Task prompt:
From the listing that follows, output everything exactly except the pictures.
* * *
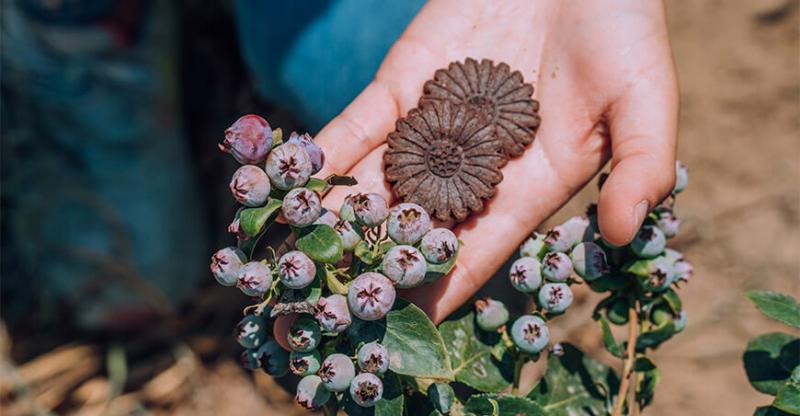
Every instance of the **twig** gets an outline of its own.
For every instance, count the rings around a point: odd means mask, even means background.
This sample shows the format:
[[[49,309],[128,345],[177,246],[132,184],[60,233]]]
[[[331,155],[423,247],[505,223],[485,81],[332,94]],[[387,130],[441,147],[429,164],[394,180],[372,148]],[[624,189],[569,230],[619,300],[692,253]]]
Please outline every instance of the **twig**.
[[[639,332],[639,321],[636,313],[638,302],[628,308],[628,348],[625,354],[625,364],[622,369],[622,380],[619,383],[617,402],[614,405],[612,416],[622,416],[622,409],[625,407],[625,396],[628,393],[628,384],[633,370],[633,363],[636,361],[636,336]]]
[[[514,363],[514,384],[511,387],[511,395],[516,396],[519,393],[519,379],[522,374],[522,366],[525,365],[525,356],[520,355]]]

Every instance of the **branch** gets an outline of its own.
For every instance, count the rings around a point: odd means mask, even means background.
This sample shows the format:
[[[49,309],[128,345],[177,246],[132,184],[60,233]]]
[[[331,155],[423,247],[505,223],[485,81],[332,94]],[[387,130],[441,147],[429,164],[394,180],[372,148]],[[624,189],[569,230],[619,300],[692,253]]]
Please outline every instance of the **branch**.
[[[633,363],[636,361],[636,336],[638,333],[639,319],[636,315],[636,305],[632,305],[628,308],[628,348],[625,354],[625,364],[622,369],[622,380],[619,383],[619,392],[617,392],[617,402],[614,404],[612,416],[622,416],[622,409],[625,407],[625,396],[627,396],[628,393],[628,384],[633,371]]]

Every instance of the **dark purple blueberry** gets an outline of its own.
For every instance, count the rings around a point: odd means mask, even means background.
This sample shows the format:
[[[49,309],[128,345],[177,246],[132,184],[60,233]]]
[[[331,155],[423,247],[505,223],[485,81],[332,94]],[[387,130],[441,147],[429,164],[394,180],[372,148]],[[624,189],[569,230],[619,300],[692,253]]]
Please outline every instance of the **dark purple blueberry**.
[[[272,129],[267,120],[248,114],[225,130],[219,149],[230,153],[242,164],[261,163],[272,148]]]

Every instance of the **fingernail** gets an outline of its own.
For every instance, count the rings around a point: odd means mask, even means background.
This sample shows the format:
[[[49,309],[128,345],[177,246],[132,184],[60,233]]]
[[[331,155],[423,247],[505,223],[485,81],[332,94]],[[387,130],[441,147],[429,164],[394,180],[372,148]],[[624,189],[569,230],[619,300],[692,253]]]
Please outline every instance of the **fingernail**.
[[[648,212],[650,212],[650,203],[647,202],[647,200],[639,202],[636,204],[636,207],[633,208],[633,232],[631,233],[631,238],[633,238],[636,231],[641,227],[642,221],[644,221],[644,217],[647,216]]]

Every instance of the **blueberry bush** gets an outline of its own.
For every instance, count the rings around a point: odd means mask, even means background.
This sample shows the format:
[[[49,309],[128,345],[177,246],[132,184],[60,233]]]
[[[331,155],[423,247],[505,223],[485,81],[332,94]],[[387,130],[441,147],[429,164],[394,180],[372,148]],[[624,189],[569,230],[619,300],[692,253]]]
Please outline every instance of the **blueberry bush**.
[[[680,226],[675,196],[687,182],[680,163],[673,194],[630,245],[600,238],[592,205],[520,247],[509,286],[530,296],[531,310],[515,316],[499,300],[477,299],[437,327],[397,289],[451,271],[461,245],[452,231],[434,227],[419,205],[389,207],[377,194],[352,194],[338,213],[326,210],[321,195],[356,179],[313,177],[325,158],[312,138],[284,141],[259,116],[237,120],[220,149],[243,164],[230,184],[242,207],[229,227],[237,244],[213,255],[211,271],[254,299],[235,329],[242,365],[299,377],[301,406],[350,415],[622,415],[653,400],[660,369],[648,352],[686,326],[676,290],[692,275],[667,248]],[[279,219],[291,227],[289,241],[259,244]],[[551,338],[577,285],[602,294],[592,319],[621,372]],[[286,335],[291,351],[273,338],[281,315],[297,317]],[[627,326],[626,339],[612,326]],[[522,366],[540,359],[544,376],[520,391]]]
[[[775,397],[770,405],[756,409],[755,415],[800,415],[800,337],[796,334],[800,330],[800,304],[777,292],[752,291],[746,295],[761,312],[795,332],[771,332],[747,344],[744,368],[750,384]]]

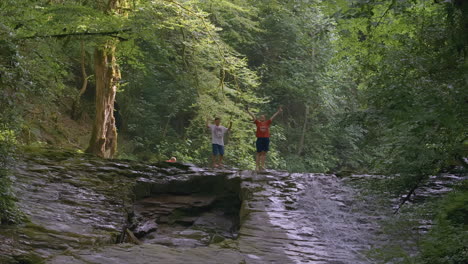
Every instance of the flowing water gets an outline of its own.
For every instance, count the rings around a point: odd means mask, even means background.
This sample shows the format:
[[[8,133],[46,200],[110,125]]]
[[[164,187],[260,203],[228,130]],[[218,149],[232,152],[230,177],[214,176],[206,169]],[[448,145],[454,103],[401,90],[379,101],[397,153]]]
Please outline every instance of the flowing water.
* * *
Solution for this exercise:
Every instance of the **twig** gets an outline of its own.
For every instance, count the rings around a point: odd means mask, even means background.
This sample shows the format:
[[[49,309],[128,345],[177,246],[132,184],[60,233]]]
[[[331,155],[423,247],[505,223],[485,81],[332,94]],[[387,130],[441,147],[429,164],[394,180],[372,148]],[[624,189],[569,230],[619,300],[692,253]]]
Please outline every instance of the **twig**.
[[[639,332],[639,321],[636,313],[638,302],[628,308],[628,348],[625,354],[625,364],[622,369],[622,380],[619,383],[617,402],[614,405],[612,416],[622,416],[622,409],[625,407],[625,396],[628,393],[628,384],[633,370],[633,363],[636,361],[636,336]]]
[[[514,363],[514,384],[511,387],[511,395],[516,396],[519,393],[519,379],[522,374],[522,366],[525,365],[525,356],[520,355]]]

Every instance of the **branch** gets an outline of its own.
For every instance, count the rings around a point: odd means mask, even means background.
This sample shows the format:
[[[49,309],[128,345],[177,246],[132,184],[60,233]]]
[[[331,155],[423,247],[505,223],[485,81],[332,94]],[[387,130],[441,147],[429,164],[394,180],[372,148]],[[624,189],[569,230],[619,300],[692,253]]]
Please outline every instance of the **branch**.
[[[633,363],[636,361],[636,336],[638,333],[639,319],[636,315],[636,305],[632,305],[628,308],[628,348],[625,354],[625,364],[622,369],[622,380],[619,383],[619,392],[617,392],[617,402],[614,404],[612,416],[622,416],[622,409],[625,407],[625,396],[627,396],[628,393],[628,384],[633,371]]]

Every instance of the **dark purple blueberry** gets an outline of its own.
For every instance, count the rings around a point: odd means mask, even means background.
This sample shows the format:
[[[49,309],[128,345],[177,246],[132,184],[60,233]]]
[[[331,155],[423,247],[505,223],[485,81],[332,94]],[[387,130],[441,147],[429,164],[394,180],[372,148]],[[624,189],[569,230],[619,300],[692,253]]]
Please outline every instance of the **dark purple blueberry**.
[[[272,129],[267,120],[248,114],[225,130],[219,149],[230,153],[242,164],[261,163],[272,148]]]

Every instance of the **fingernail** gets an outline of its own.
For every instance, count the rings around a point: odd means mask, even means background.
This sample shows the format:
[[[49,309],[128,345],[177,246],[132,184],[60,233]]]
[[[331,155],[423,247],[505,223],[485,81],[332,94]],[[387,130],[441,147],[429,164],[394,180],[372,148]],[[624,189],[569,230],[619,300],[692,253]]]
Please outline every instance of the **fingernail**.
[[[648,212],[650,212],[650,203],[647,202],[647,200],[639,202],[636,204],[636,207],[633,208],[633,232],[631,233],[631,238],[633,238],[636,231],[641,227],[642,221],[644,221],[644,217],[647,216]]]

Every instance of the **blueberry bush** gets an outline of its own.
For every instance, count the rings around a point: odd means mask, even means background.
This sample shows the format:
[[[49,309],[128,345],[177,246],[132,184],[60,233]]]
[[[331,155],[423,247],[505,223],[485,81],[332,94]],[[387,130],[441,147],[429,164],[394,180],[372,148]],[[624,189],[569,230],[619,300],[692,253]]]
Please outline every instance of the **blueberry bush**.
[[[680,226],[675,196],[687,182],[680,163],[673,194],[630,245],[600,238],[592,205],[520,247],[509,286],[530,296],[531,310],[515,316],[499,300],[477,299],[437,327],[397,289],[451,271],[461,245],[452,231],[434,227],[419,205],[389,207],[377,194],[352,194],[338,213],[326,210],[321,195],[356,179],[313,177],[325,158],[312,138],[284,141],[259,116],[237,120],[220,149],[243,164],[230,184],[242,207],[229,227],[237,244],[213,255],[211,271],[254,299],[235,329],[242,365],[299,377],[301,406],[350,415],[622,415],[653,400],[660,369],[648,352],[686,326],[676,290],[692,275],[667,248]],[[279,219],[291,227],[289,241],[259,244]],[[551,338],[577,285],[602,294],[592,319],[621,372]],[[286,335],[291,351],[273,338],[281,315],[297,317]],[[627,326],[626,339],[612,326]],[[522,366],[540,359],[544,376],[520,391]]]
[[[775,397],[770,405],[756,409],[755,415],[800,415],[800,337],[796,334],[800,330],[800,304],[777,292],[752,291],[746,295],[761,312],[795,332],[771,332],[747,344],[744,368],[750,384]]]

Every instance of the flowing water gets an outline of its own.
For every instance, count the rings around a point: odd means mask, even means background.
This sample shows the format:
[[[8,133],[46,200],[110,125]]]
[[[164,187],[260,203],[228,130]],[[218,149],[232,152],[230,177],[214,176],[206,169]],[[448,145],[454,103],[401,90],[379,101],[397,153]]]
Please outline every instance of the flowing water.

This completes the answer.